Stored data entries
· · · · ·
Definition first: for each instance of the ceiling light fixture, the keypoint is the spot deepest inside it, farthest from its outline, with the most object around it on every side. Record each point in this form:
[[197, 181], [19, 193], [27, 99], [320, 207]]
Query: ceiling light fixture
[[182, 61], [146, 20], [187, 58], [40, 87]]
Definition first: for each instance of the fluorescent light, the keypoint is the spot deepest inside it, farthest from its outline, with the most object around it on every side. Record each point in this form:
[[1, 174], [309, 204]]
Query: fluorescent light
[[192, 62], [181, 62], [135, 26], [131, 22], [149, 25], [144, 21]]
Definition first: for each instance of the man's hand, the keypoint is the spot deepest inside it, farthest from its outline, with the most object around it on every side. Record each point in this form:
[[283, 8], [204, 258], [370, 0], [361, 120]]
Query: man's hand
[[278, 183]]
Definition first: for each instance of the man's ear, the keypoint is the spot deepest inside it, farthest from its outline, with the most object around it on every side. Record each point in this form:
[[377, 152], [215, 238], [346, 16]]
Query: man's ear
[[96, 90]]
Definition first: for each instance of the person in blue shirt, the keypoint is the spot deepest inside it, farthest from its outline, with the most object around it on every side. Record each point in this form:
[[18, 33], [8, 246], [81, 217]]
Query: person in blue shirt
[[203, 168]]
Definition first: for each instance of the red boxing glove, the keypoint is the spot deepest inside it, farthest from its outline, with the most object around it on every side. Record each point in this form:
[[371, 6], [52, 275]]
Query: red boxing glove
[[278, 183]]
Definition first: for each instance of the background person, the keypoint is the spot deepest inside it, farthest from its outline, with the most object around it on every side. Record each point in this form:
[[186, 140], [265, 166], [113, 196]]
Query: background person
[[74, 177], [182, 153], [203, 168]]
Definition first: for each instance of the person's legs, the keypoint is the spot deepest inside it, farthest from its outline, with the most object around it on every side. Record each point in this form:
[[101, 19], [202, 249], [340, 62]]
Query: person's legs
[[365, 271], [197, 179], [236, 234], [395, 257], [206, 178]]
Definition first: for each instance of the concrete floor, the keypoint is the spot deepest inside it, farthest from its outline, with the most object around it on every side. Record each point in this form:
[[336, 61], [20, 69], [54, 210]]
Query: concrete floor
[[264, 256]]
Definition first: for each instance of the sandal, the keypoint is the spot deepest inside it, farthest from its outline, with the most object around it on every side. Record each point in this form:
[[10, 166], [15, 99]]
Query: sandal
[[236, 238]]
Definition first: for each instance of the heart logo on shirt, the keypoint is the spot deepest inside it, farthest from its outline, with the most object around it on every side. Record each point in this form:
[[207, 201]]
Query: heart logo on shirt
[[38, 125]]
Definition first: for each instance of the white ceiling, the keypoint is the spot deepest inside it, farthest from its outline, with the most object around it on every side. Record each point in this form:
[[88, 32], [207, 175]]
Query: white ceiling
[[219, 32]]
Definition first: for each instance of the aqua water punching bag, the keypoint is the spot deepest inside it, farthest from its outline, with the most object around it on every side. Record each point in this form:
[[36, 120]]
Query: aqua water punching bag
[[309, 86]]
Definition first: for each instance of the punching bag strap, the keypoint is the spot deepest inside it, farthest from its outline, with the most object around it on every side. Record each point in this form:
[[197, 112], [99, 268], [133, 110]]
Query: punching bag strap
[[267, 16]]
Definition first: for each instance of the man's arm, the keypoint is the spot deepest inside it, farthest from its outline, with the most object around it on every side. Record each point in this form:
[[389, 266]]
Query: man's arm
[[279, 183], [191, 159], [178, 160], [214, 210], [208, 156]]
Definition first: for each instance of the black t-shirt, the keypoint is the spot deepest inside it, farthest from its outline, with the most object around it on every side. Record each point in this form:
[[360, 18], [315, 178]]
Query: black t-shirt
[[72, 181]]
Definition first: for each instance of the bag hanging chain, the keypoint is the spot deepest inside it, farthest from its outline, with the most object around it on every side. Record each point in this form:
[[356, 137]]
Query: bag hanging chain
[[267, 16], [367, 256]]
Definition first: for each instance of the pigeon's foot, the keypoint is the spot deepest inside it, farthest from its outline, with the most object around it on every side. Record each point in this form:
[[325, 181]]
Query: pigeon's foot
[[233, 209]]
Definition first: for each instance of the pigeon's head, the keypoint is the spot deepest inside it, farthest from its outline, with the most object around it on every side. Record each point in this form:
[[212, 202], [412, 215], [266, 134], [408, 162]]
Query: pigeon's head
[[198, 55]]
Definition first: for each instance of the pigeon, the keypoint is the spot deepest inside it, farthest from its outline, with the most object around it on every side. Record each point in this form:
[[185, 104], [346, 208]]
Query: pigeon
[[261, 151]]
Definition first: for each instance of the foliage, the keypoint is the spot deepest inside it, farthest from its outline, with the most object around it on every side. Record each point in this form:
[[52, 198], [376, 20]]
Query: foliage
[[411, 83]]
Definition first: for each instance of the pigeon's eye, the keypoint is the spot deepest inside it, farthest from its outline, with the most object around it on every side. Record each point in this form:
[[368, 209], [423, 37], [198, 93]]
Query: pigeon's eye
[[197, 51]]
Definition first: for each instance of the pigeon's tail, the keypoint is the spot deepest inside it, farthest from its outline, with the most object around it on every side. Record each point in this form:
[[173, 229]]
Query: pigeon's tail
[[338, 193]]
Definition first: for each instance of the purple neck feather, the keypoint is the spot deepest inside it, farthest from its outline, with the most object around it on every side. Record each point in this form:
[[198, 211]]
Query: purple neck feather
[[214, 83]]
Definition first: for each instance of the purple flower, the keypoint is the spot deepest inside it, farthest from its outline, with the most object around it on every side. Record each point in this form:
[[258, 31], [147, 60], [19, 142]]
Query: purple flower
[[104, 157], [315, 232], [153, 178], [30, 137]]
· · · · ·
→ GIVEN PROBLEM
Reproduce the listing word for word, from the line containing "Definition first: for each instance of the pigeon's tail, the" down through the last line of the listing.

→ FINISHED TASK
Definition first: for each instance of the pigeon's tail, the keypoint is the spot deepest inside it, farthest from its outline, with the most object around it on every side. Record each point in this form:
[[173, 229]]
Query: pigeon's tail
[[338, 193]]
Definition first: for each instance of the purple neck feather, the keypoint is the spot deepest inside it, farthest from its outline, with the most object around it on every side. Record each point in this form:
[[198, 211]]
Query: purple neck feather
[[214, 83]]
Definition first: for each instance of the purple flower, the keypoint is the spot deepest inside it, farthest from its outline, with the most object around it on every side. Record each point in this form:
[[258, 31], [147, 60], [19, 142]]
Query: purple flower
[[104, 157], [315, 232], [153, 178], [30, 137]]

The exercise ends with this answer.